* **DIRECTIVE**
Reproduce the records verbatim, starting at the very first line and ending at the line that contains "[155,82,483,332]", with both of those lines included.
- - - - -
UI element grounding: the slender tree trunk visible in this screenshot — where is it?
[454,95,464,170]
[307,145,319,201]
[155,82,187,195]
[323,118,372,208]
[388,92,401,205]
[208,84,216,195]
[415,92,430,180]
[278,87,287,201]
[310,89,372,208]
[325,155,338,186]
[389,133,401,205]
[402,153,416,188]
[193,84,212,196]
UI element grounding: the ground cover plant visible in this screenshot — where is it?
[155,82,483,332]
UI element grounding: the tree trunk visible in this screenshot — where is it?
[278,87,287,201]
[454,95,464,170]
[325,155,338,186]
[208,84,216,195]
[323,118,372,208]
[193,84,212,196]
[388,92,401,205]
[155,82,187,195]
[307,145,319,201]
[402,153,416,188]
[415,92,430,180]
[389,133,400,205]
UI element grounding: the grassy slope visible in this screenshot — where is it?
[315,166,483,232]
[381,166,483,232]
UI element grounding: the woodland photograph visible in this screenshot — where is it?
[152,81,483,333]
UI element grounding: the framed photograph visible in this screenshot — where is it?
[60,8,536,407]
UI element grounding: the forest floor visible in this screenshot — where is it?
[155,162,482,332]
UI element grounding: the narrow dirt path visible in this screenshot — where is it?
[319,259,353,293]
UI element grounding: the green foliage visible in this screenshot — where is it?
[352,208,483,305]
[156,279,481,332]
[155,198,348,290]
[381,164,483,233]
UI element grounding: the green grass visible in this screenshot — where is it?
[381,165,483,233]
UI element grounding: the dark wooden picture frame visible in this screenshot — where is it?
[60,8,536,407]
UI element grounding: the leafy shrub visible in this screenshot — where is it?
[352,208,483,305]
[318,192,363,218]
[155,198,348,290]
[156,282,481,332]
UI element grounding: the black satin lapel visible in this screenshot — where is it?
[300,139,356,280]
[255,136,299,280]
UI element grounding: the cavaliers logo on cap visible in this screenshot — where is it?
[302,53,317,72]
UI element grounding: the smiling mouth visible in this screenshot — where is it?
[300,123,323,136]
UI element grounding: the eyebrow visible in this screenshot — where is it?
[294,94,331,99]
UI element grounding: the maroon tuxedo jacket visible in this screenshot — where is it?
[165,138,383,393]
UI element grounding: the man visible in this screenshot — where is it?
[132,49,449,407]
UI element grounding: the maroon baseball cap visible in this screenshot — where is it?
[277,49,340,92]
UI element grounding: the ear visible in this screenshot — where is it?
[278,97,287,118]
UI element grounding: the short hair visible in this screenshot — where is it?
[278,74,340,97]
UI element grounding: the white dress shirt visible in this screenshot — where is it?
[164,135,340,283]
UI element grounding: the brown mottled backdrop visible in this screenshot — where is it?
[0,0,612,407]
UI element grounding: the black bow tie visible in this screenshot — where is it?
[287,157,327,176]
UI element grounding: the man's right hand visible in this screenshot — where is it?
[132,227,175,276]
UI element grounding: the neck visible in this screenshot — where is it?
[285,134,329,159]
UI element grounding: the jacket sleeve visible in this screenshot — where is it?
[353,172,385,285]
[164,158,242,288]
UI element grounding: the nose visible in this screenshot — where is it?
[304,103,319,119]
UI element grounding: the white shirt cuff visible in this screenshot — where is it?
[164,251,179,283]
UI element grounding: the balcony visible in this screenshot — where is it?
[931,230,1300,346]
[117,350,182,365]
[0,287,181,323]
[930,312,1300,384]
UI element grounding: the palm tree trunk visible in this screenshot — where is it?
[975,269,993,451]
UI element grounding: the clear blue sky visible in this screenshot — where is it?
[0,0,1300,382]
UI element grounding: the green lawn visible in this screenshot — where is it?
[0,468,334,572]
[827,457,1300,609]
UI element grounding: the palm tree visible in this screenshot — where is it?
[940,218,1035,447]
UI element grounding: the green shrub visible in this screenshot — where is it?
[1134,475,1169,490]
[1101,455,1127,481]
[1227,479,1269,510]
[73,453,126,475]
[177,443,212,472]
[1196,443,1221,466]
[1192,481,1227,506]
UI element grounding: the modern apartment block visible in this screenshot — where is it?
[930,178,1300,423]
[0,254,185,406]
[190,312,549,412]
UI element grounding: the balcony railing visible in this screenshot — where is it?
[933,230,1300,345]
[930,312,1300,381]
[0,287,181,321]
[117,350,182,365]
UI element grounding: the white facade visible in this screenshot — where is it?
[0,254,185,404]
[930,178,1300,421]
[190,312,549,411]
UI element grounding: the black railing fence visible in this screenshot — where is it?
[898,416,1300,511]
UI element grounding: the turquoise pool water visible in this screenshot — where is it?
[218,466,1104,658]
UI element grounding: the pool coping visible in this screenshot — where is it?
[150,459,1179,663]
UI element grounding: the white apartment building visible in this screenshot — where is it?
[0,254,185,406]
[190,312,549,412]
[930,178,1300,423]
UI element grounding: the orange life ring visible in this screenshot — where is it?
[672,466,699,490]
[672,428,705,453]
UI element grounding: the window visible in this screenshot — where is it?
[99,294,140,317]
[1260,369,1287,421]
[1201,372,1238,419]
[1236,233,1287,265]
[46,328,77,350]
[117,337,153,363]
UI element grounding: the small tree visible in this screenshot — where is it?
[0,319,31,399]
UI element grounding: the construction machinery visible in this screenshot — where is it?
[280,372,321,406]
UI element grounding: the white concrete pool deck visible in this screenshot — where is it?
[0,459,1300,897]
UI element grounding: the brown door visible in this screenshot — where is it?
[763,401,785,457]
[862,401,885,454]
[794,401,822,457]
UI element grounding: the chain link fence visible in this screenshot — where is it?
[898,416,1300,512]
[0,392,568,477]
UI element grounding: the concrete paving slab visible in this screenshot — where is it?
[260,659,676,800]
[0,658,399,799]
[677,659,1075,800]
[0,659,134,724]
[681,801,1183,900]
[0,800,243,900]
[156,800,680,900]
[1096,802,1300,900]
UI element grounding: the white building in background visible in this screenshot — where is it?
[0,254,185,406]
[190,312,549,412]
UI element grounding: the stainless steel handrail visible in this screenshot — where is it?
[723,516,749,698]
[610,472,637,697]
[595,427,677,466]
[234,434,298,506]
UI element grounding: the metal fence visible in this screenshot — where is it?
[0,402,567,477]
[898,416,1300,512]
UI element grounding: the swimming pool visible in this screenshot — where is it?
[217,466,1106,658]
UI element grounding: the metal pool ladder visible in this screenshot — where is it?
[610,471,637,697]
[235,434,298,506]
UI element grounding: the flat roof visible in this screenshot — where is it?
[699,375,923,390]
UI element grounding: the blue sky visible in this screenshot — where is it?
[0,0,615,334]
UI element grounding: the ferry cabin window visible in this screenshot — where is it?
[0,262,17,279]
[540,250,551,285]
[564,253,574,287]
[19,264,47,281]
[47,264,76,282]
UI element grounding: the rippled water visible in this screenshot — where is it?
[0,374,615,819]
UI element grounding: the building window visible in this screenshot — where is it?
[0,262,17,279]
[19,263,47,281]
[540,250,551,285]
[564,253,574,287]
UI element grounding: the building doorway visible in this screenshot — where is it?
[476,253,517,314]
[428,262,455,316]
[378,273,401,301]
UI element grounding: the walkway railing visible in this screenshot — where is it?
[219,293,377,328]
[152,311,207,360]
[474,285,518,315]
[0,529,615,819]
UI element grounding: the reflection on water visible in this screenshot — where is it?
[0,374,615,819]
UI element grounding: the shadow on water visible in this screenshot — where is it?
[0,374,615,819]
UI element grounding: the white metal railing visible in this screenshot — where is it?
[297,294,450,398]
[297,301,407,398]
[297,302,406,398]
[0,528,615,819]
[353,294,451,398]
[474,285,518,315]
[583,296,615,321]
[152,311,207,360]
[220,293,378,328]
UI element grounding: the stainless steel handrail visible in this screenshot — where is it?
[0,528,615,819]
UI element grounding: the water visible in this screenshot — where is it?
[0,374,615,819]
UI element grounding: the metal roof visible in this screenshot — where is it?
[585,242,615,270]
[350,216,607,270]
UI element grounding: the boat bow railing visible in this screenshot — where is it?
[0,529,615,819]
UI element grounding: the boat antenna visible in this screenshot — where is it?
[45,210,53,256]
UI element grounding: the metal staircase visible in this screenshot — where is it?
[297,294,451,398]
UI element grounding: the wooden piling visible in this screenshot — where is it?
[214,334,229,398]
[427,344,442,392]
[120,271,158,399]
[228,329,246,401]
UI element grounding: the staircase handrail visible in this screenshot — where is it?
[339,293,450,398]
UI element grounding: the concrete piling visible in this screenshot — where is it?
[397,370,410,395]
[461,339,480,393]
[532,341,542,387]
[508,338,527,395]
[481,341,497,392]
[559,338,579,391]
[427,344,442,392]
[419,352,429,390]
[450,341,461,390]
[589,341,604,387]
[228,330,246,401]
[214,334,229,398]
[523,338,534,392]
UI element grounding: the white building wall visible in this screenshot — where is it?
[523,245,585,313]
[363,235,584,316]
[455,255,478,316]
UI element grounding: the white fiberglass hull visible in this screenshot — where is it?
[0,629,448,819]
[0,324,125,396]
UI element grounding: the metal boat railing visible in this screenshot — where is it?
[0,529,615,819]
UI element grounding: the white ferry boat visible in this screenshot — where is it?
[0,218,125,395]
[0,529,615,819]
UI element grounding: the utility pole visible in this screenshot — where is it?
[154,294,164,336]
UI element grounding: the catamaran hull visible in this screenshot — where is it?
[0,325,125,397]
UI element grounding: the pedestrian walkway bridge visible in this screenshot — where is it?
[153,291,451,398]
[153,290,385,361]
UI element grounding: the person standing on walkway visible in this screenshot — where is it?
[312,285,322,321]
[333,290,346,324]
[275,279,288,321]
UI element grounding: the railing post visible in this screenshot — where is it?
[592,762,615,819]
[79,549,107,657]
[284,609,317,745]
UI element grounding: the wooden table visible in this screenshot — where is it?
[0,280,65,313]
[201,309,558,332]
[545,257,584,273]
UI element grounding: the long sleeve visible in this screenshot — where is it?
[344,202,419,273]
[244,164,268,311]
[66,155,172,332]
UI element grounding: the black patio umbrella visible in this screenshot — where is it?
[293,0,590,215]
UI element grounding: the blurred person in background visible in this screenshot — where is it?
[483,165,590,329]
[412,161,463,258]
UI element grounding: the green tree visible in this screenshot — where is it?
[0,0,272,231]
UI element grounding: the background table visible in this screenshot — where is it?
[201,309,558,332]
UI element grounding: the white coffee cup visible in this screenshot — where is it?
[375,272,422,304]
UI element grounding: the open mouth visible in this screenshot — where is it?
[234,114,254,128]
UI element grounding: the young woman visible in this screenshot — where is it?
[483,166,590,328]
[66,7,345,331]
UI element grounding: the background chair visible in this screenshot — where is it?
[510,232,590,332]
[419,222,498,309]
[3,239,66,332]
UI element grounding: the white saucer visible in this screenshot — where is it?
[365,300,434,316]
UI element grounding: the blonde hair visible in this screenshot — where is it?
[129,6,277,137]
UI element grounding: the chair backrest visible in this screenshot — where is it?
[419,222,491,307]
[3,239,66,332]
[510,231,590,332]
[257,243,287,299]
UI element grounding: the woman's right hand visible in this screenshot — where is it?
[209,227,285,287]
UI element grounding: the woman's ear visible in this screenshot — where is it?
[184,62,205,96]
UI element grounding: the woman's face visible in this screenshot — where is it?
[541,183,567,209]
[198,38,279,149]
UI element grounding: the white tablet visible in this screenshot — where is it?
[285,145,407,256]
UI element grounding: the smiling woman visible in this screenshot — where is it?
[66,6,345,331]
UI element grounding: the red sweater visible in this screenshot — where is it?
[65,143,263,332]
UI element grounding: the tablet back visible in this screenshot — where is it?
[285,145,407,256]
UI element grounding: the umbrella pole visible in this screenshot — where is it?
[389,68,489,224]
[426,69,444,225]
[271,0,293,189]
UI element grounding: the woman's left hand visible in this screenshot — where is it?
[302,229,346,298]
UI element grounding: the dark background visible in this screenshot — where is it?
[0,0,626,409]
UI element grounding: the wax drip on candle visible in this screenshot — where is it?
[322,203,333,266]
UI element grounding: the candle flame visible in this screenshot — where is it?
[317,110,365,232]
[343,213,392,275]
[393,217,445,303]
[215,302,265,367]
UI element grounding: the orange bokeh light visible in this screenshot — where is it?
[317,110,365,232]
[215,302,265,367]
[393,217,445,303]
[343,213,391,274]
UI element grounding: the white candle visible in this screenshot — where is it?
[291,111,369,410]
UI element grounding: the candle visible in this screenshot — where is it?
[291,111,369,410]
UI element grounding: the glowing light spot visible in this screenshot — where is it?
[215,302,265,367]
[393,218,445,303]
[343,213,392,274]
- - - - -
* **ANSWER TO THE TASK**
UI element grounding: the slender tree trunk visible in this screenshot — where is it?
[454,95,464,170]
[307,145,319,201]
[155,82,187,195]
[323,118,372,208]
[388,92,401,205]
[208,84,216,195]
[415,92,430,180]
[278,87,287,201]
[310,89,372,208]
[325,155,338,186]
[389,133,401,205]
[402,153,416,188]
[193,84,212,196]
UI element grounding: the ground cover plant visible in this screenshot — where is it?
[155,82,483,332]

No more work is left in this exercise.